## How to complete this task
Retype the listing exactly, minus its pictures.

## Source material
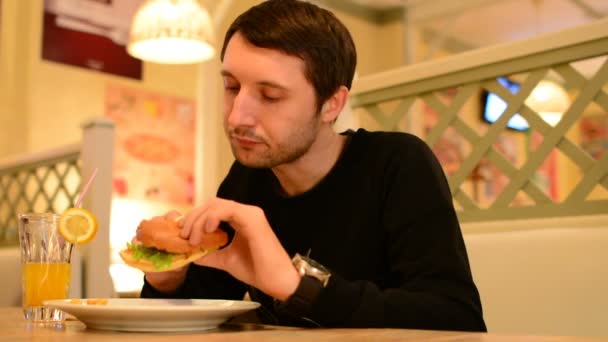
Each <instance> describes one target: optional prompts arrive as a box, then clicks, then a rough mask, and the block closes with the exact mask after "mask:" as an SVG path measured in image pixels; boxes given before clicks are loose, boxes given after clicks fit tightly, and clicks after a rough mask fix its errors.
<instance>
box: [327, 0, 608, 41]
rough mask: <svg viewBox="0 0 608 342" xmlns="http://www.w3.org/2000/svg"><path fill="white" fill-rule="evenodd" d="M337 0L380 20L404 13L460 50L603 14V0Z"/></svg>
mask: <svg viewBox="0 0 608 342" xmlns="http://www.w3.org/2000/svg"><path fill="white" fill-rule="evenodd" d="M338 1H341V2H343V3H350V7H357V8H358V9H357V11H358V12H357V13H359V14H361V13H364V12H365V11H367V12H369V13H374V14H375V17H376V18H379V20H384V21H390V20H404V19H403V15H404V13H407V16H408V17H407V18H408V20H410V22H411V23H412V24H414V25H416V26H417V27H418V28H421V29H422V30H426V31H427V32H432V33H433V35H434V36H436V37H437V36H438V37H441V38H440V39H441V40H442V42H443V43H449V44H451V46H452V47H454V48H455V49H456V50H461V51H462V50H468V49H473V48H478V47H483V46H488V45H493V44H498V43H503V42H509V41H514V40H520V39H526V38H530V37H532V36H535V35H538V34H542V33H547V32H554V31H559V30H562V29H565V28H569V27H574V26H578V25H582V24H585V23H589V22H591V21H593V20H597V19H600V18H605V17H608V0H500V1H497V0H348V1H345V0H338ZM338 1H328V2H332V3H338ZM328 5H331V4H329V3H328ZM342 9H344V8H342ZM404 10H405V11H404ZM425 39H428V36H427V38H425ZM454 48H453V49H452V50H454ZM454 52H458V51H454Z"/></svg>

## Exercise response
Each <instance> describes one target: optional prompts arrive as a box, then clicks, then a rough mask, and the block closes with the exact mask after "mask:" as an SVG path measured in image pixels; boxes given before clicks are loose, boxes given after clicks fit tightly, and clicks after a rough mask fix its errors.
<instance>
box: [327, 0, 608, 41]
rough mask: <svg viewBox="0 0 608 342" xmlns="http://www.w3.org/2000/svg"><path fill="white" fill-rule="evenodd" d="M337 0L380 20L404 13L460 50L603 14V0Z"/></svg>
mask: <svg viewBox="0 0 608 342" xmlns="http://www.w3.org/2000/svg"><path fill="white" fill-rule="evenodd" d="M338 1H341V2H343V3H350V7H357V8H358V9H357V11H358V12H357V13H359V14H361V13H364V12H365V11H367V12H369V13H374V14H375V17H376V18H379V20H384V21H390V20H404V19H403V15H404V13H407V16H408V17H407V18H408V20H410V22H411V23H412V24H414V25H416V26H417V27H418V28H421V29H422V30H426V31H427V32H432V33H433V35H434V36H436V37H437V36H438V37H441V38H440V39H441V40H442V42H443V43H449V44H451V46H452V47H454V48H455V49H456V50H461V51H462V50H468V49H473V48H478V47H483V46H488V45H493V44H498V43H503V42H509V41H514V40H520V39H526V38H530V37H532V36H535V35H538V34H542V33H547V32H554V31H559V30H562V29H565V28H569V27H574V26H578V25H582V24H585V23H589V22H591V21H593V20H597V19H600V18H605V17H608V0H500V1H497V0H348V1H345V0H338ZM338 1H328V2H332V3H338ZM328 5H331V4H329V3H328ZM342 9H344V8H342ZM404 10H405V11H404ZM425 39H428V36H427V38H425ZM454 48H453V49H452V50H454ZM454 52H458V51H454Z"/></svg>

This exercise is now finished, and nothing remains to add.